((

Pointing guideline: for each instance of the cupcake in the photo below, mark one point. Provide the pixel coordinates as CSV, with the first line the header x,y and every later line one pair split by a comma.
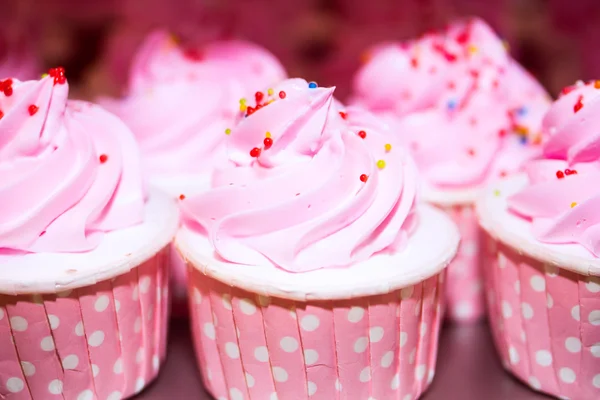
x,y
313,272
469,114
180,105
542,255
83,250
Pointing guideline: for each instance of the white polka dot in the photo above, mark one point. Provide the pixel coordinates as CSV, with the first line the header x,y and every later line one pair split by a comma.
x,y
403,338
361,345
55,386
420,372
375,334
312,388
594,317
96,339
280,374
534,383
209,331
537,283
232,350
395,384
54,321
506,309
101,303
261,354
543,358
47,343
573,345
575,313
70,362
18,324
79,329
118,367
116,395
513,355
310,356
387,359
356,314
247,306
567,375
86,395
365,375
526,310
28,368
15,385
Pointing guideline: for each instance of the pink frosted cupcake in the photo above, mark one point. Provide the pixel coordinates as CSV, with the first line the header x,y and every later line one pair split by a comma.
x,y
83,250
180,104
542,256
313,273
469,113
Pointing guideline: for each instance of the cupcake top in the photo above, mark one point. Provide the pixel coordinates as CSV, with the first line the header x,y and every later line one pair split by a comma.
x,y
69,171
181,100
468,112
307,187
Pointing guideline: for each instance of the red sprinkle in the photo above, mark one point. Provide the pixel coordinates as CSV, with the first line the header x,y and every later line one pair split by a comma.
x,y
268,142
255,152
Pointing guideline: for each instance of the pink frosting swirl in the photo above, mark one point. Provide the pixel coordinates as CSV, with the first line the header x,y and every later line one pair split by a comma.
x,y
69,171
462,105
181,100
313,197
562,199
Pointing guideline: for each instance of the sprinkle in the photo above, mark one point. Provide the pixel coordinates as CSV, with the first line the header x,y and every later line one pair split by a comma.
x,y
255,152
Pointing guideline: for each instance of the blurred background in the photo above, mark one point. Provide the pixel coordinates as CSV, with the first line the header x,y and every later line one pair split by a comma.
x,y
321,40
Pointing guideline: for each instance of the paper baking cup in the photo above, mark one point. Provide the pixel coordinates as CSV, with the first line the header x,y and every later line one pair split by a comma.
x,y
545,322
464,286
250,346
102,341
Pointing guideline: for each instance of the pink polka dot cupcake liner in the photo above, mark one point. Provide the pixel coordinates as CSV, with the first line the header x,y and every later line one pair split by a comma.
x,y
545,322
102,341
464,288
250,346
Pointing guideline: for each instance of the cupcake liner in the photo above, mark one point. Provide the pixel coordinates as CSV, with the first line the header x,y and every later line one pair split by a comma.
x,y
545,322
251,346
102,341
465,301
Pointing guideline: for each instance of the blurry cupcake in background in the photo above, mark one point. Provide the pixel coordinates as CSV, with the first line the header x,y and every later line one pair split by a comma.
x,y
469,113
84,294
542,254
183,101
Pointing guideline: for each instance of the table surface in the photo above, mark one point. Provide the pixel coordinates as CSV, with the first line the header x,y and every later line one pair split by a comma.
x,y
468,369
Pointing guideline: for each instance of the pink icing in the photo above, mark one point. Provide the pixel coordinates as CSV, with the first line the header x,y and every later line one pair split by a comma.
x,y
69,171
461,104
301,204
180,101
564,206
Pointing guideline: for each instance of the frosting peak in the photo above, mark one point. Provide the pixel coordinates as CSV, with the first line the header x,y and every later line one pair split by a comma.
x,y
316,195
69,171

))
((

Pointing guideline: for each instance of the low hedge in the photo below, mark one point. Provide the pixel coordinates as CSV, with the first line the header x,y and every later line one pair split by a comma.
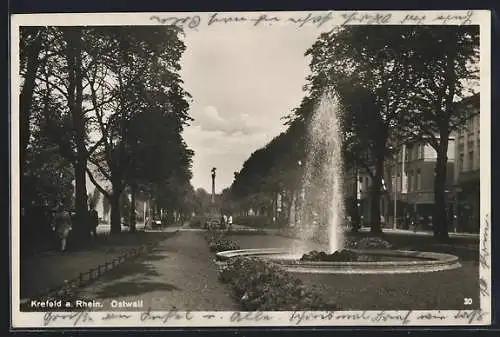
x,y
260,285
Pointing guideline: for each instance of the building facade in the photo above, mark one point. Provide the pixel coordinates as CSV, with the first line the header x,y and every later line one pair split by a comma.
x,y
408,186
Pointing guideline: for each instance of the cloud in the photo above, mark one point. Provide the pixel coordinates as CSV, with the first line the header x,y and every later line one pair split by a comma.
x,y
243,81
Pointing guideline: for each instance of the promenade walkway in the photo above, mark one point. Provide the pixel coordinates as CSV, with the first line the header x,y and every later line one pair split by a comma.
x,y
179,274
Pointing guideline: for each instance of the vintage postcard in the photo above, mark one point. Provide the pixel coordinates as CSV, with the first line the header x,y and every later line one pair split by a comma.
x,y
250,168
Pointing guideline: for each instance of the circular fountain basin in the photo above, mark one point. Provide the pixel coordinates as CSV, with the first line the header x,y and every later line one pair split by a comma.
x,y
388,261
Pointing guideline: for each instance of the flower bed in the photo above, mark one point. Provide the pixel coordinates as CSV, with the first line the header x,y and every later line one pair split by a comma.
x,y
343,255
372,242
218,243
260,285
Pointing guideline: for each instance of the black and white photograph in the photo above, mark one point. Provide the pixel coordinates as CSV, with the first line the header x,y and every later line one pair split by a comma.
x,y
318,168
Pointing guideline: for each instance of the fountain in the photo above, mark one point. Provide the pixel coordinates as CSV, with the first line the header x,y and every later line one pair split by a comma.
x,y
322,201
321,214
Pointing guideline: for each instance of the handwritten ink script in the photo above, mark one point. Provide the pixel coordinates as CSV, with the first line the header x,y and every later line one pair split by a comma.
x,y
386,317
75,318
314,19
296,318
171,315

))

• _REQUIREMENTS_: Locate each line above that contains the word "surface", and copy those lines out in full.

• _WORKED SOLUTION_:
Pointing guideline: for each instance of the table surface in the photo above, mark one point. Provide the pixel coordinates as CSV, with the first line the header x,y and every later line one pair split by a comma.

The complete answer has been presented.